Excerpt:
________________

Sleepwalking 101

There’s more sleepwalking going on than previously thought. So says a study from Stanford University released this week.

About 8.4 million Americans are prone to “wandering around in the night.” Fortunately, not all at the same time.

This is said to be the first sleepwalking studying using a large sample size –19,136 adults in 15 states were surveyed.

The study also showed that people with depression were 3.5 times more likely to sleepwalk than those without, and people with alcohol abuse/dependence or obsessive-compulsive disorder were also significantly more likely to have sleepwalking episodes. In addition, individuals taking SSRI antidepressants were three times more likely to sleepwalk twice a month or more than those who didn’t.

“There is no doubt an association between nocturnal wanderings and certain conditions, but we don’t know the direction of the causality,” said Ohayon. “Are the medical conditions provoking sleepwalking, or is it vice versa? Or perhaps it’s the treatment that is responsible.”

This video from a few months ago, however, raises another interesting question: When we sleepwalk, are we different people. This guy became an artist when he walked in his sleep. He didn’t much care for at when he was awake.

________________

Given data:
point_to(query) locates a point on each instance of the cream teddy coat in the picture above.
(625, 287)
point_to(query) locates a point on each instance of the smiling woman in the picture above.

________________

To do:
**A.** List every factor that the sleepwalking article says makes people more likely to sleepwalk.
**B.** Carry on writing the sleepwalking article from its last sentence.
The material that comes after the sleepwalking article is separate from it.

Answers per task:
**A.**
- Depression
- Alcohol abuse/dependence
- Obsessive-compulsive disorder
- Taking SSRI antidepressants

**B.**
According to KARE 11:

Dr. Mark Mahowald, former director of the Minnesota Regional Sleep Disorders Center at Hennepin County Medical Center (HCMC), a professor at the University of Minnesota and also a visiting professor at Stanford, was a co-author of the study entitled “Prevalence and comorbidity of nocturnal wandering in the U.S. adult general population.”

“The overall message is that sleepwalking is part of the human condition. It is not related necessarily to psychiatric or psychological problems. And it also gives us a window on how the brain works because most people don’t have the idea that our brains can be partly awake and partly asleep at the same time and actually that’s where things get interesting ,” said Dr. Mahowald.